_TEXT EXTRACT_.
──────────────────────────────

The first section in bdd.conf configures global settings, which are relevant to all components and the installation and deployment process itself.

Configuration property	Description
`INSTALL_TYPE`	Sets the installation type according to the hardware you're installing on. This can be set to one of the following: `BDA`: Use this value if you're installing on the Oracle Big Data Appliance. `GENERIC`: Use this value if you're installing on general-purpose hardware. This is the default value. `OPC`: Use this value if you're installing on the Oracle Public Cloud. Note that this document does not cover BDA or Cloud installation. For information on installing on either platform, please contact Oracle Customer Support.
`CLUSTER_MODE`	Determines whether you're deploying to a single machine or a cluster. Use `TRUE` if you're deploying to a cluster. This is the default value. If you're deploying to a single machine, use `FALSE`. When deploying to a single machine, you should also be sure that the `MANAGED_SERVERS`, `DGRAPH_SERVERS`, and `DETECTOR_SERVER` properties are set to `${ADMIN_SERVER}`, or the orchestration script will fail. Note that this property only accepts UPPERCASE values.
`FORCE`	Determines whether the orchestration script will remove files and directories left over from previous installations when it runs. When set to `TRUE`, the orchestration script removes any previous installations from the `ORACLE_HOME` directory. Use this value if you're rerunning the script after a failed attempt. When set to `FALSE`, the orchestration script does not remove any previous installations. If one exists, the script will fail. This is the default value. Note that this property only accepts UPPERCASE values.

──────────────────────────────

_STORED DATA_.
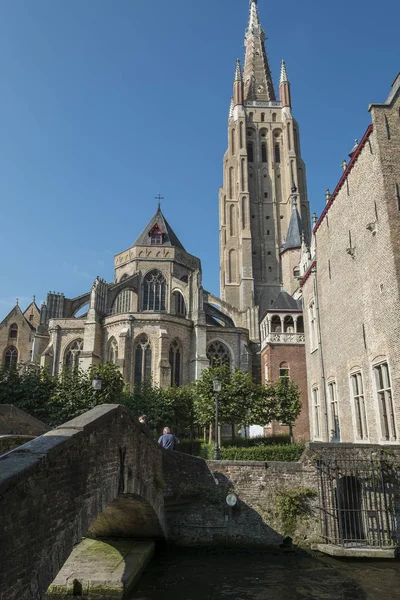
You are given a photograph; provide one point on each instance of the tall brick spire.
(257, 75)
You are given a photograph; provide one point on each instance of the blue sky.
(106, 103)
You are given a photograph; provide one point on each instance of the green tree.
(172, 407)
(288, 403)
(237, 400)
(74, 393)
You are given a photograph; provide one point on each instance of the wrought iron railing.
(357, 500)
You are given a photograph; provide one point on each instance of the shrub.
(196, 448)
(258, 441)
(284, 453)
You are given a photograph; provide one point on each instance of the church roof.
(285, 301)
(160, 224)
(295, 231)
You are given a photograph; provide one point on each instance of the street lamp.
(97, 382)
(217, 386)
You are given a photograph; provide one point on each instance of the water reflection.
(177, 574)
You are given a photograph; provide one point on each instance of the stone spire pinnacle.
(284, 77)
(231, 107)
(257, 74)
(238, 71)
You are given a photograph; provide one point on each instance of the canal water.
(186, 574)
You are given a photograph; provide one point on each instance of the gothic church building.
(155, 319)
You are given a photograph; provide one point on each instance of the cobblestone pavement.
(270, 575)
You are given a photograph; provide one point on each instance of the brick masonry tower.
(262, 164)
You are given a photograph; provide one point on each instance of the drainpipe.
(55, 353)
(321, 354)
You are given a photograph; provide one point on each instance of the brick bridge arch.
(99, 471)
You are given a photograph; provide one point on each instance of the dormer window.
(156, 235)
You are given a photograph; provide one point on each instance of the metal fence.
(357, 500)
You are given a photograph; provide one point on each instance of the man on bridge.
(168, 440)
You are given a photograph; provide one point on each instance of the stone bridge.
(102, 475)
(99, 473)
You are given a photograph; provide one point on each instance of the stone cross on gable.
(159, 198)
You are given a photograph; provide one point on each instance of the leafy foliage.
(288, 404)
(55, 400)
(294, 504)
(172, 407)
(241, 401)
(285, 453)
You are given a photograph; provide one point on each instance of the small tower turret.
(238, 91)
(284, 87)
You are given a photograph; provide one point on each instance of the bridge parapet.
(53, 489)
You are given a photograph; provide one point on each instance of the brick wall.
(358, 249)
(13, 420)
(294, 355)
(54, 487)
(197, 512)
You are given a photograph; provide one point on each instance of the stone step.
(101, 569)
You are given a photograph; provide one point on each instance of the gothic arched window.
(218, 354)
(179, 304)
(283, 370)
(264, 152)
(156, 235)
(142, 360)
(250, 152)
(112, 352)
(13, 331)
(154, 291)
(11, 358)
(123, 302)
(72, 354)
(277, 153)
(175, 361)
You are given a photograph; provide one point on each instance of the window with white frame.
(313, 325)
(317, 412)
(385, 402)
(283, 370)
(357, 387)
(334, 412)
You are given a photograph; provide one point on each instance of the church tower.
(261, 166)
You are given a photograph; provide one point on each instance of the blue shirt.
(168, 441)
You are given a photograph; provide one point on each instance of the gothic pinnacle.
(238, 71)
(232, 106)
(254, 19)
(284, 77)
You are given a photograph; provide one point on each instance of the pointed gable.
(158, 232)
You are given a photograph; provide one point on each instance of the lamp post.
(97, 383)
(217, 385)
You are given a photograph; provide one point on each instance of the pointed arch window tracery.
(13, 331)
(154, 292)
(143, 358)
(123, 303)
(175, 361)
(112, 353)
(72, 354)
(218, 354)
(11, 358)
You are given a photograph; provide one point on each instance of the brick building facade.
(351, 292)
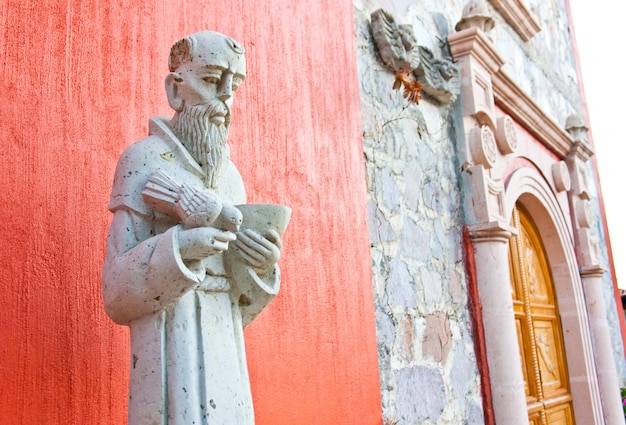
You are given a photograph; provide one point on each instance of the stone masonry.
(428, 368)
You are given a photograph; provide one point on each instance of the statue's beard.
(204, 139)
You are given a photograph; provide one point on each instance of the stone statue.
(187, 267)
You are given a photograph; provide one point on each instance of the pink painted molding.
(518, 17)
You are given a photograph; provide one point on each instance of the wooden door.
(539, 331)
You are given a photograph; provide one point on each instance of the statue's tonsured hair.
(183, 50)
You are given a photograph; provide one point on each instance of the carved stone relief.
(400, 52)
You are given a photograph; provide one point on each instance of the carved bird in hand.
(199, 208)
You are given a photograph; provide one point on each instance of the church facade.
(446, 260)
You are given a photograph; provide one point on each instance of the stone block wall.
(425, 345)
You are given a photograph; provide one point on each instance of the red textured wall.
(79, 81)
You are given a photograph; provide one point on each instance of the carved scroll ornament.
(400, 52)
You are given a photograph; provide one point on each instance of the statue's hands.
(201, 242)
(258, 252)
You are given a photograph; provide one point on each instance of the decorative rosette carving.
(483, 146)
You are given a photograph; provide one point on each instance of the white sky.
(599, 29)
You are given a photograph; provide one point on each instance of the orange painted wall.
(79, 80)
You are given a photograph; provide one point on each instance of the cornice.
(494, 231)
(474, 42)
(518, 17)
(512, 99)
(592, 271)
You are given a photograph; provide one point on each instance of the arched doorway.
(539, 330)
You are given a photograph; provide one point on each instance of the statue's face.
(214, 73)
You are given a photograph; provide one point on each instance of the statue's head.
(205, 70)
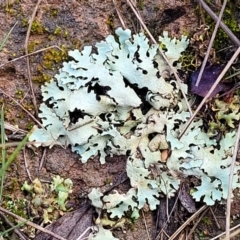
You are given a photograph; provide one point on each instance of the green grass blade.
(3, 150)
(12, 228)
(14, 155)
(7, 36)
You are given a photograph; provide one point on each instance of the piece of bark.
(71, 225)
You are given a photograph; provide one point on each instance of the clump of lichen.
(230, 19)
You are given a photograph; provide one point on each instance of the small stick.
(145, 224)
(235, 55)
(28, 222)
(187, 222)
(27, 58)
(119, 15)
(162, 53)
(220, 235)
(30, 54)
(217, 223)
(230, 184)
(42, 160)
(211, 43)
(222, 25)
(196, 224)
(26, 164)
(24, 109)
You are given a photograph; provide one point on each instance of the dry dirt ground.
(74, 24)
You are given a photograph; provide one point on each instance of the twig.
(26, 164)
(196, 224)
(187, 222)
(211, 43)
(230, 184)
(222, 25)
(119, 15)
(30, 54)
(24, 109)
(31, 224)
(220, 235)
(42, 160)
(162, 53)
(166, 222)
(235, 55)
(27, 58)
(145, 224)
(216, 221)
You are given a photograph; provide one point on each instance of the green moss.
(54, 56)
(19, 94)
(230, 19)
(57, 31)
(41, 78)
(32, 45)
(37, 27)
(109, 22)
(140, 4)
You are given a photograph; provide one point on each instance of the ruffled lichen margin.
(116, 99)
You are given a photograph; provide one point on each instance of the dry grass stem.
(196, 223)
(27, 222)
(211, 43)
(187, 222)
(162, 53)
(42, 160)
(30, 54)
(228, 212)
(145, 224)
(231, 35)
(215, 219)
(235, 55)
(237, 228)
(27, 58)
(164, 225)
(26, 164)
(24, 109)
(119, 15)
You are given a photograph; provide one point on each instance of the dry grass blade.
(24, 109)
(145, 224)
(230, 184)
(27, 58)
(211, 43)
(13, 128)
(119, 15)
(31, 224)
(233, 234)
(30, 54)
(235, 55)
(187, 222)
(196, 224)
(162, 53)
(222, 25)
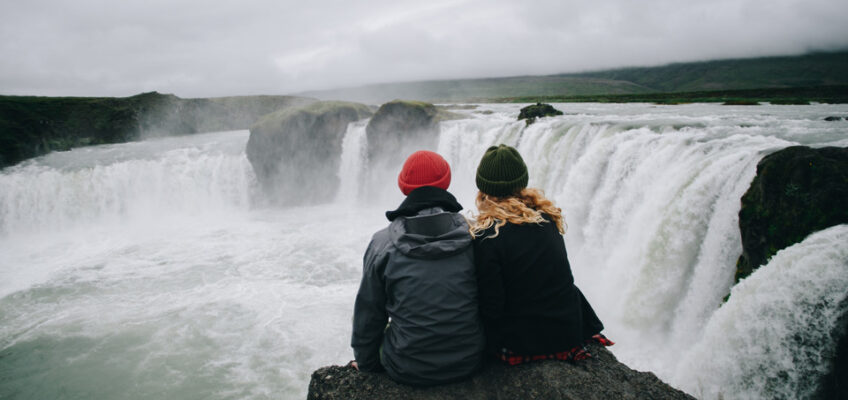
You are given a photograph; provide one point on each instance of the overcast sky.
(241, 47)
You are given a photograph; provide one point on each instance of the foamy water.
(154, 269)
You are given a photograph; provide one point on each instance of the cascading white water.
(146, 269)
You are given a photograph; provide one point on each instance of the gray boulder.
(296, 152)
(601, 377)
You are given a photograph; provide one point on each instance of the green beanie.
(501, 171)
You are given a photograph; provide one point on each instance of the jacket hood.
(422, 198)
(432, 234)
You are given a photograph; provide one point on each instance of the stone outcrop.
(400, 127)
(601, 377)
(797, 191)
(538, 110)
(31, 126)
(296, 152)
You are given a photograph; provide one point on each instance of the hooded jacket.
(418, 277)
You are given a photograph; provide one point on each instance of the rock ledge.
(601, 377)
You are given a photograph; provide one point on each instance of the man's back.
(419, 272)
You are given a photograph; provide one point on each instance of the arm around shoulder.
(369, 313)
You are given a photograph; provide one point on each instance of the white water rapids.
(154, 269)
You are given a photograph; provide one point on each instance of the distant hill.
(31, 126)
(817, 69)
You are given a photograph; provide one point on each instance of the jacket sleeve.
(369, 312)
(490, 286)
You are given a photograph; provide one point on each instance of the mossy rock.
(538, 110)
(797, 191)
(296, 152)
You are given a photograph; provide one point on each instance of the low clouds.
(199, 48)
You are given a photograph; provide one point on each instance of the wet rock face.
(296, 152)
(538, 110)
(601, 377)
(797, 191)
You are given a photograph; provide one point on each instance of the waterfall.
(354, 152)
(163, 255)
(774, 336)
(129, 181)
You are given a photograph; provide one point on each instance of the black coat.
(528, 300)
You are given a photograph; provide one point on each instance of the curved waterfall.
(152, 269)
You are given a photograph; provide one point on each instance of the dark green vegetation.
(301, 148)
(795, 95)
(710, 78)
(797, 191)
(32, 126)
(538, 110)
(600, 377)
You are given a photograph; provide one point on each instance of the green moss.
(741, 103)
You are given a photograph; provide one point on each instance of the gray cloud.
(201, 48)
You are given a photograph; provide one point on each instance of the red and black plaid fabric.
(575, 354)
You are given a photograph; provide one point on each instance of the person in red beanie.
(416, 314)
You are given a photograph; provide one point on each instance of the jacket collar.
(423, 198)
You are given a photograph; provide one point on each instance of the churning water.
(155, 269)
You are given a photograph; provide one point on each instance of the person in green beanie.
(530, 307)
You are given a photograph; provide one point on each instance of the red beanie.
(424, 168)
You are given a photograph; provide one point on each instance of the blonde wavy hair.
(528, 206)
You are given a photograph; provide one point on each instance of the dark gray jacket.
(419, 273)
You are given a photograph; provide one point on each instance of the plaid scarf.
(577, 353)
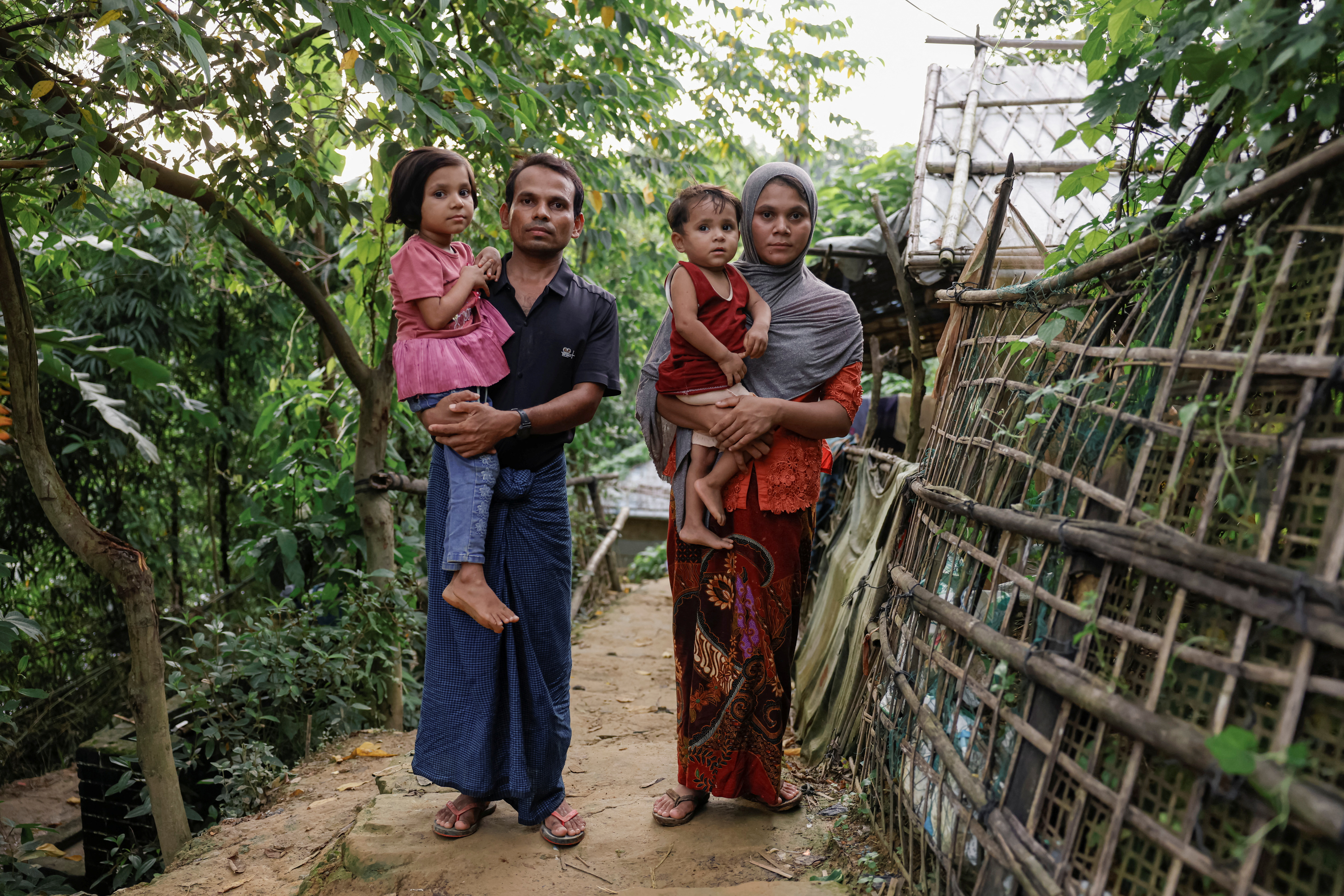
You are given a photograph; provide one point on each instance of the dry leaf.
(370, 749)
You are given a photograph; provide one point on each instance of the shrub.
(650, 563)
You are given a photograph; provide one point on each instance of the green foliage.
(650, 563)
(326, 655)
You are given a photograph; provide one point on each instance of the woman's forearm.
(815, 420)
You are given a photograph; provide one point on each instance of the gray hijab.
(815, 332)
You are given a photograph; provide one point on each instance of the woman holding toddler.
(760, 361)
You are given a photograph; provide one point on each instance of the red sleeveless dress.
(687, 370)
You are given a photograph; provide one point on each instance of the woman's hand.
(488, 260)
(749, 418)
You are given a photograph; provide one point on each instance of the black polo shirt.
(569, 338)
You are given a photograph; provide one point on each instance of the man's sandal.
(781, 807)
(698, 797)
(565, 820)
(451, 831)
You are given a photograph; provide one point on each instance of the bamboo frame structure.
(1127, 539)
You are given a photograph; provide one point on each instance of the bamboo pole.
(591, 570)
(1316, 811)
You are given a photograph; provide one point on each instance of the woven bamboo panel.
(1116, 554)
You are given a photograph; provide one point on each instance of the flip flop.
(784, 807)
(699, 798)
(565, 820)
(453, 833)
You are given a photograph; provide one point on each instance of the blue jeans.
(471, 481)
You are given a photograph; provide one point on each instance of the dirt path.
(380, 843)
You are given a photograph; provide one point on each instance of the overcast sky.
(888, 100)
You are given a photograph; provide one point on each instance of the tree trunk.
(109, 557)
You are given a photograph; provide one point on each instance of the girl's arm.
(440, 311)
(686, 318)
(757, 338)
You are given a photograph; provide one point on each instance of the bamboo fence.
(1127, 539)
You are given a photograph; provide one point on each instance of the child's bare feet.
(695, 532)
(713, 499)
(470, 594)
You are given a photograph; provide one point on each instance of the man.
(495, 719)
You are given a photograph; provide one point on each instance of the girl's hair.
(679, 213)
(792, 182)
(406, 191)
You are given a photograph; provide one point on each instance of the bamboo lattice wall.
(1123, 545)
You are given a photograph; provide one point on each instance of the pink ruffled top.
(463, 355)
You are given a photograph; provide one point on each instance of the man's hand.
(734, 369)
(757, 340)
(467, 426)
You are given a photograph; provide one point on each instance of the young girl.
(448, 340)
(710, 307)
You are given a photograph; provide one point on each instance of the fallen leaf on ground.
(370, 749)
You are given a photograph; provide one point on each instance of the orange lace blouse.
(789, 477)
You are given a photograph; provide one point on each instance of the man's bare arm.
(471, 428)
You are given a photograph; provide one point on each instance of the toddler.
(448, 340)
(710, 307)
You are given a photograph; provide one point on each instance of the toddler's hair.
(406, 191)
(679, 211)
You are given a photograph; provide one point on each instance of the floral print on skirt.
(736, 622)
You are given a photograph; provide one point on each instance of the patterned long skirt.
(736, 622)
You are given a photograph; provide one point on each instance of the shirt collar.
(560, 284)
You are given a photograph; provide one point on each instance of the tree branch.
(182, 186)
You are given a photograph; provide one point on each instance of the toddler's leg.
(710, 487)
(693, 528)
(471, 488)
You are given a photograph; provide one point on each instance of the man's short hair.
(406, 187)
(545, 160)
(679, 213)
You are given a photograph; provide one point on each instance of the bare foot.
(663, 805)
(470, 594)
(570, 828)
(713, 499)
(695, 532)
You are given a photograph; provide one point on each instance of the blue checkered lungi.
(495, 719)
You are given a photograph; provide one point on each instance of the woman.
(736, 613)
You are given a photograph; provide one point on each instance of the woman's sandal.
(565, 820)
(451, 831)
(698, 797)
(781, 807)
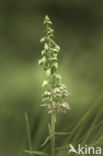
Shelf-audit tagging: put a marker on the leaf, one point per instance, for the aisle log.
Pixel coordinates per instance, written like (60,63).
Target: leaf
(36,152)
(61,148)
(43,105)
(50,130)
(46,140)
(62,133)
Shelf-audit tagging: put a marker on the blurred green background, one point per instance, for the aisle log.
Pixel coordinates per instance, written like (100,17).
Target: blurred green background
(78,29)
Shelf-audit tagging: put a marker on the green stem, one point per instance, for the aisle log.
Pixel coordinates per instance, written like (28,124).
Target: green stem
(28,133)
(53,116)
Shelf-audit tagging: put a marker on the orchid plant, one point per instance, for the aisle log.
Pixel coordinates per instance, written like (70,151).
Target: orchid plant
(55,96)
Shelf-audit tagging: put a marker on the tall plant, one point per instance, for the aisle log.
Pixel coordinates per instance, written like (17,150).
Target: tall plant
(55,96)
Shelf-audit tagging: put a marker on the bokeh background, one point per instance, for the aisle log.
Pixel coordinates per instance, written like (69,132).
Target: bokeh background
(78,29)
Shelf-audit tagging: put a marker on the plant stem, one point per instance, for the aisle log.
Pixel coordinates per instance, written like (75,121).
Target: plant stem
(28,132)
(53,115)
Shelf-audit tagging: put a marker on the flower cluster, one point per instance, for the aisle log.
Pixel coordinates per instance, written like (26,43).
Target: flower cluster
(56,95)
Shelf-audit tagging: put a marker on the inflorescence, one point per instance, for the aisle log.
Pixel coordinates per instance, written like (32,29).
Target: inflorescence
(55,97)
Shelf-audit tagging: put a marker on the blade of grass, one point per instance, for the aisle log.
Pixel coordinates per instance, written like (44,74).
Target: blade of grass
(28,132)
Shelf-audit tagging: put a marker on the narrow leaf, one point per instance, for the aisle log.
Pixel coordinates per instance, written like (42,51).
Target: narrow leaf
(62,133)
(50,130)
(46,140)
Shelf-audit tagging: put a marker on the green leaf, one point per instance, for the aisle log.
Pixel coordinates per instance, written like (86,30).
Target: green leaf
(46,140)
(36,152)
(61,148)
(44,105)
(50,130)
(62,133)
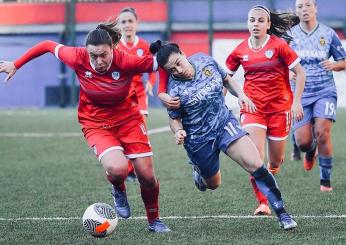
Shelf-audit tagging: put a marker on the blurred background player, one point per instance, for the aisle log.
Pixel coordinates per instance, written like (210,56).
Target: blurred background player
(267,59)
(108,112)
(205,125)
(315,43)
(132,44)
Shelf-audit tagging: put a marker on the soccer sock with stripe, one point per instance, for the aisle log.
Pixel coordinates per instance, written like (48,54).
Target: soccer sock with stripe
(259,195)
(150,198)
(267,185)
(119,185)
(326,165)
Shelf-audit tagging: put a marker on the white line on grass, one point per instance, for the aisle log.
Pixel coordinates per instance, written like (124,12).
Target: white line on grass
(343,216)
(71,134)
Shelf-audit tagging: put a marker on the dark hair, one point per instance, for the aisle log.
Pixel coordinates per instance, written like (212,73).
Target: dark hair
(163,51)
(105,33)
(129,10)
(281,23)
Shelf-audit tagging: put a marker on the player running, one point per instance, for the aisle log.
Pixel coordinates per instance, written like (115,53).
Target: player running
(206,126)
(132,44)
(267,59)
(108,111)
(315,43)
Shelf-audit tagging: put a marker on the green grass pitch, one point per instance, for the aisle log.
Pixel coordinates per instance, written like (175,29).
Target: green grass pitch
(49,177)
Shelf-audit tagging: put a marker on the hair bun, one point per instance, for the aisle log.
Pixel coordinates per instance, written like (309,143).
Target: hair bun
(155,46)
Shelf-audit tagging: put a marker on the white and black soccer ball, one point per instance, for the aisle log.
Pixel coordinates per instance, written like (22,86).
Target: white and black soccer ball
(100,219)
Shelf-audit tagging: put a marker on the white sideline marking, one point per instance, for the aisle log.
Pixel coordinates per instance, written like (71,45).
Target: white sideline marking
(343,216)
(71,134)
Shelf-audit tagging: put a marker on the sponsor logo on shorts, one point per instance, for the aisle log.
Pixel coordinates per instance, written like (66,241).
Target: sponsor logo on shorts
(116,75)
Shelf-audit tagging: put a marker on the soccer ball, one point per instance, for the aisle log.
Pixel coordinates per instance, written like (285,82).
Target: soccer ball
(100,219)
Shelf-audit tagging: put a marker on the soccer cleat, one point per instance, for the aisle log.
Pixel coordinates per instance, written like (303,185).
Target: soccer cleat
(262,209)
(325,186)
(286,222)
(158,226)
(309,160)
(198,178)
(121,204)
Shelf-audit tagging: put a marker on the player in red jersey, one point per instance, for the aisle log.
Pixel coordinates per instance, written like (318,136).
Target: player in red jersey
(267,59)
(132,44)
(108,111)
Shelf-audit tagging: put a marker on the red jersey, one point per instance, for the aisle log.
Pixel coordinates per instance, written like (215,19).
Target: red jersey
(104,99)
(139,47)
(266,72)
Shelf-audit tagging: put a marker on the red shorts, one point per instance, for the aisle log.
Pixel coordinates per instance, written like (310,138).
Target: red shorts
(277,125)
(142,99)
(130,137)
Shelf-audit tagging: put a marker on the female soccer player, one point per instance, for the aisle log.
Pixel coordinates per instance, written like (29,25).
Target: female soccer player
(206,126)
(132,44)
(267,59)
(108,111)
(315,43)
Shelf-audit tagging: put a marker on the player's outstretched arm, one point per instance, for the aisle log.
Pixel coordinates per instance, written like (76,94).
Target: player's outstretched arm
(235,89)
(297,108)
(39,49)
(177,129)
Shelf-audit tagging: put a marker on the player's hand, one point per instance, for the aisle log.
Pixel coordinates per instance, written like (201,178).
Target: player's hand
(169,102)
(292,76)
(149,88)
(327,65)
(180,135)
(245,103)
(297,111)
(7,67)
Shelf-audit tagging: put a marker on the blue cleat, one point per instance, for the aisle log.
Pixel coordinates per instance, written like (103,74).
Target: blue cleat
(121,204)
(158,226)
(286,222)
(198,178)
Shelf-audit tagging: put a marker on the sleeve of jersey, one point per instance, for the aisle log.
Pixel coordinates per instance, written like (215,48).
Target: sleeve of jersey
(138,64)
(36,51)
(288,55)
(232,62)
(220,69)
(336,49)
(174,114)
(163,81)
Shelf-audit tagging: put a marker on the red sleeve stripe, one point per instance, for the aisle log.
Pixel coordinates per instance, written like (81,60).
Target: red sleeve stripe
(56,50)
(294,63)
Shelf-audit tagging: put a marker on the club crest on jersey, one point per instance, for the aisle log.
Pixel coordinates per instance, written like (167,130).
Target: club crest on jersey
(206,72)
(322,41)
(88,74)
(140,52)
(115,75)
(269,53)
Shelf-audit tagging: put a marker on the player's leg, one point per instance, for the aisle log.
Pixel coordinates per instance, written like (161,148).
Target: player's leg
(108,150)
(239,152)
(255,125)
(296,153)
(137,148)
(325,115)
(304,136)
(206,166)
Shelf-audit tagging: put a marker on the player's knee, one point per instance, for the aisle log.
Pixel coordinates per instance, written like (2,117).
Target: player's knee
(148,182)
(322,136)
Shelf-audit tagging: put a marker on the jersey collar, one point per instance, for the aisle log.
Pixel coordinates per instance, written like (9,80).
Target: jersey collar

──────────────────────────────

_SHORT PROBLEM_. Transcribe the stretch of the bdd.conf settings text above from "The first section" through "Oracle Customer Support.".

_ANSWER TO THIS TASK_.
The first section in bdd.conf configures global settings, which are relevant to all components and the installation and deployment process itself.

Configuration property	Description
`INSTALL_TYPE`	Sets the installation type according to the hardware you're installing on. This can be set to one of the following: `BDA`: Use this value if you're installing on the Oracle Big Data Appliance. `GENERIC`: Use this value if you're installing on general-purpose hardware. This is the default value. `OPC`: Use this value if you're installing on the Oracle Public Cloud. Note that this document does not cover BDA or Cloud installation. For information on installing on either platform, please contact Oracle Customer Support.